Work task: For this exercise, transcribe all of the entries exactly.

Records supplied:
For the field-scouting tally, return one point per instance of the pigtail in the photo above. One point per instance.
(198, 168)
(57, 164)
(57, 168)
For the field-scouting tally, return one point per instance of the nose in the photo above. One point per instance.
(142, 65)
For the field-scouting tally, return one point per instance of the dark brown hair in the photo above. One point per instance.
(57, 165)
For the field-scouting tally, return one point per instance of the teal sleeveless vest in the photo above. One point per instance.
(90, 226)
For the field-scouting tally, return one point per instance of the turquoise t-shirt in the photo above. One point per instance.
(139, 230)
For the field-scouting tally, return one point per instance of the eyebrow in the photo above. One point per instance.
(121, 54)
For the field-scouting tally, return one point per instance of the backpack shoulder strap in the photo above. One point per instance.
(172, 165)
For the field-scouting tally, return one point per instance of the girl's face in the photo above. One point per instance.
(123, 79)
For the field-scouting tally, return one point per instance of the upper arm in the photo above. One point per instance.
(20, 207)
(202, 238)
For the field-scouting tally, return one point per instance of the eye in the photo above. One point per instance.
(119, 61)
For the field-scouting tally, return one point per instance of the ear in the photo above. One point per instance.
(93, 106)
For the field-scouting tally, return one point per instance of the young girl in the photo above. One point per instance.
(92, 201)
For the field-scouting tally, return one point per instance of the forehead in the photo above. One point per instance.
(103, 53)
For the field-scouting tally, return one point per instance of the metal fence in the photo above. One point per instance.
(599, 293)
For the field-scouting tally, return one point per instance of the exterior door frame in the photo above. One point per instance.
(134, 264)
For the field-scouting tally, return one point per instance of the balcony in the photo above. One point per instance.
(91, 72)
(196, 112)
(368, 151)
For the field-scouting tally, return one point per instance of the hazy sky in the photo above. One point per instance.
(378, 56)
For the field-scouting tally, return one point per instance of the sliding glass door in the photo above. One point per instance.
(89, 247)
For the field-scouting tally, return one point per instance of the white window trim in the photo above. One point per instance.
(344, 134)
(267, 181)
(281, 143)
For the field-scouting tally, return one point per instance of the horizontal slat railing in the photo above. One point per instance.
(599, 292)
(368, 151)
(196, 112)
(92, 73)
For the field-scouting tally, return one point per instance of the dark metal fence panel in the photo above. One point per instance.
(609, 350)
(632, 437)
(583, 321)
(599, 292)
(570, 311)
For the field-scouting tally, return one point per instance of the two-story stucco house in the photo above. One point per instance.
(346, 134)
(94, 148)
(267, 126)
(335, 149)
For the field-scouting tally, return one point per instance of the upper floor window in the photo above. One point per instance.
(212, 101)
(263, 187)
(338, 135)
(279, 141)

Result of the exercise:
For the field-scouting tally, return one point per instance of the pigtail in the photo above. One point per instance.
(198, 168)
(57, 164)
(57, 168)
For the field-scouting tally, return one point per instance of the nose in the photo above. One point per instance.
(142, 65)
For the field-scouting tally, return one point per instance of the dark brown hair in the photo above. One point per instance.
(57, 165)
For the field-scouting tally, return one point per instance of the teal sleeveless vest in the photo above. One point per instance.
(90, 226)
For the field-scouting tally, return one point per instance of the turquoise t-shirt in the photo above. One point per instance.
(139, 230)
For the field-scouting tally, return one point per instance of the eyebrow in the photo above. One point per instance.
(121, 54)
For the field-scouting tally, return one point per instance of the backpack shoulder strap in the photo above. One point per instance.
(172, 165)
For the field-scouting tally, return one point per instance of the girl's face in the photo above. One point per instance.
(123, 79)
For the field-scouting tally, return one point per instance of the upper arm in the photo above. One point per instance.
(20, 207)
(202, 238)
For the field-scouting tally, return one point per instance of the eye in the photo above. One point per instance.
(119, 61)
For the field-scouting tally, return one point per instance of the ear in the photo above. One point per instance.
(93, 106)
For the field-scouting tally, return one point per instance of the young girl in the photo above. One point per instance.
(92, 201)
For the field-scouting tally, return one point per instance of the forehead in the photo above. One point per instance.
(103, 53)
For the field-scouting tally, return one point per instance of the metal fence in the photo above. One point per instance.
(599, 293)
For the field-scouting tally, return one point per instance of the exterior door frame in the photo above. One point per instance.
(134, 264)
For the field-scouting tally, return one point per instance of the balcony in the photo above. One point per instance.
(91, 72)
(196, 112)
(368, 151)
For the field-scouting tally, return one point per instance of the hazy sky in the photo above. One point per instance.
(378, 56)
For the field-scouting tally, return one point per instance of the sliding glass door in the photo above. One point per instance.
(89, 247)
For the field-scouting tally, return one point per instance of the white window trim in the photo above. One point per instance.
(344, 134)
(267, 181)
(281, 143)
For the field-scouting tally, return one point per instance of the horizontal slat railing in the photo above. One point per instance.
(599, 292)
(368, 151)
(196, 112)
(92, 73)
For the field-scouting tally, return one point per instance of the dark metal fence panel in the photo above. One point per instance.
(609, 350)
(632, 437)
(583, 321)
(599, 292)
(570, 311)
For the field-scouting tally, return one point per instance of the two-story stucco house in the photo above. One point per instance.
(346, 134)
(94, 148)
(267, 126)
(335, 149)
For the field-scouting tally, return one point per instance of the upper floor window in the photo above. One point per instance.
(212, 101)
(263, 187)
(338, 135)
(279, 141)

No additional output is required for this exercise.